_Instructions to follow:_ In the forum thread about escaping an anaconda, what number does the instruction telling you to make sure you have your knife carry?

_Selected passage:_
# How to escape an Anaconda? Let it eat you!



## AprilHobbs (Apr 7, 2006)

haha, have a read of these instructions when being attacked by an anaconda.. hahaha, just for laugh - this would really suck...
and notice at the END of the instructions it says... "9. Make sure you have your knife" - handy..
http://www.commonplacebook.com/humor/truestories/anaconda.shtm


----------



## Snow1369 (Apr 7, 2006)

yes just let it eat you i guess good advice!


----------



## AntaresiaLady (Apr 7, 2006)

Lovely. One slight problem. You'd more than likely be dead before you got anywhere near being swallowed!


----------



## BeardyBen (Apr 7, 2006)

what if it eats you head first :shock: :shock:


----------



## AprilHobbs (Apr 7, 2006)

it was funny coz it says" Dont try to out run the snake, it is faster than you", thats so scary... and if it decides its not sticking to these rules and eats you head first? lol.. you'd wish you tried to run and start cursing that website. lol :roll:


----------



## BeardyBen (Apr 7, 2006)

hehehehe maybe you should print the rules for the snake so if it starts anything outside the procedure you can pull em up about it and give it a good telling off .....bad anaconda bad anaconda!!!


----------



## I.Like.Stuff (Apr 7, 2006)

Shouldn't you check for your knife before you just lay down and let it eat you?


----------



## AprilHobbs (Apr 7, 2006)

UH HUH, thats what i was getting at.. "Let the anaconda eat you alive first.." ok done, now what..."OH and dont forget your knife in the first place!" aww


----------



## MrBredli (Apr 7, 2006)

Haha.. i'd like to see their manual on what to do if a Saltwater Crocodile attacks you :lol: 
Speaking of which, did anyone hear about the young boy who was 'attacked' by a Freshwater Croc today?


----------



## AprilHobbs (Apr 7, 2006)

not me...?


----------



## MrBredli (Apr 7, 2006)

http://www.news.com.au/story/0,10117,18739699-17001,00.html


----------



## Rennie (Apr 7, 2006)

"We have got various houses just north of the Katherine River that are inundated basically to the level of their roof line, which is of concern to those residents," police superintendent James O'Brien said.

Yeah, I think I'd be a little concerned too


----------



## Magpie (Apr 7, 2006)

Did you all miss the bit where it says "humor"?


----------



## cris (Apr 7, 2006)

:lol: saw that kid on the news must have been a really small croc, just jumped out and attacked his shoulder as those vicious small freshwater crocs always do :roll:


----------



## AprilHobbs (Apr 7, 2006)

i also heard some sort of shark was swimming through the flood water of cyclone larry in innisfail when it was going on.. do you think this is true? apparently residents sitting on their roof saw it swim passed - seems a bit surreal


----------



## MrBredli (Apr 7, 2006)

_Record set:_
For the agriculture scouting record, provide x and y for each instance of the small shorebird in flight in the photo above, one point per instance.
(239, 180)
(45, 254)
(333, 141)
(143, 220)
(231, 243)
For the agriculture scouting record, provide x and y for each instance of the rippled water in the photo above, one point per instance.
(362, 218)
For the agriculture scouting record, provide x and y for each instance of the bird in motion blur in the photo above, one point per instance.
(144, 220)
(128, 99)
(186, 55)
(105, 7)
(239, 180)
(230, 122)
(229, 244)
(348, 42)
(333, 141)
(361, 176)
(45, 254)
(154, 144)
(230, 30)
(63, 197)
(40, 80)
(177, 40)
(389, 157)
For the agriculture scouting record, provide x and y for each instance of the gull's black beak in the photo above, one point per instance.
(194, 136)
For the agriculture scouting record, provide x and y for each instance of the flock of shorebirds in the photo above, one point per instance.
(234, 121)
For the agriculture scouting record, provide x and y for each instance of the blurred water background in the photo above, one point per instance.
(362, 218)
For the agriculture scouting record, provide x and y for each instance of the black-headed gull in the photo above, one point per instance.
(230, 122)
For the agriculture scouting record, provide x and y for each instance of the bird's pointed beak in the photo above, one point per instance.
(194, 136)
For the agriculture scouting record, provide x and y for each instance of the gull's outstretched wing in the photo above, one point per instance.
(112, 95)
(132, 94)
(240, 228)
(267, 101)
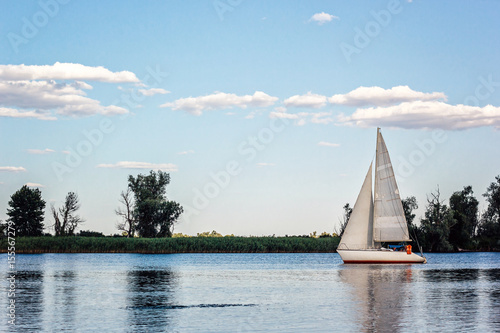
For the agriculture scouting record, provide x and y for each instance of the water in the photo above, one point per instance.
(251, 293)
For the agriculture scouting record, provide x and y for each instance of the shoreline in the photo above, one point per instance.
(78, 244)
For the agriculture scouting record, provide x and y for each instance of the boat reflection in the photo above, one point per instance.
(380, 295)
(150, 298)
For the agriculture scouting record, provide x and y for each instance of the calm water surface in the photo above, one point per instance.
(251, 293)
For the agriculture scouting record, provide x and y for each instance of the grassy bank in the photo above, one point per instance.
(172, 245)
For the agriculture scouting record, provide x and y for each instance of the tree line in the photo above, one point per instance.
(146, 212)
(458, 226)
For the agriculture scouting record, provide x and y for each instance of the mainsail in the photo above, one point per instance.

_Output of the exercise:_ It is number 9.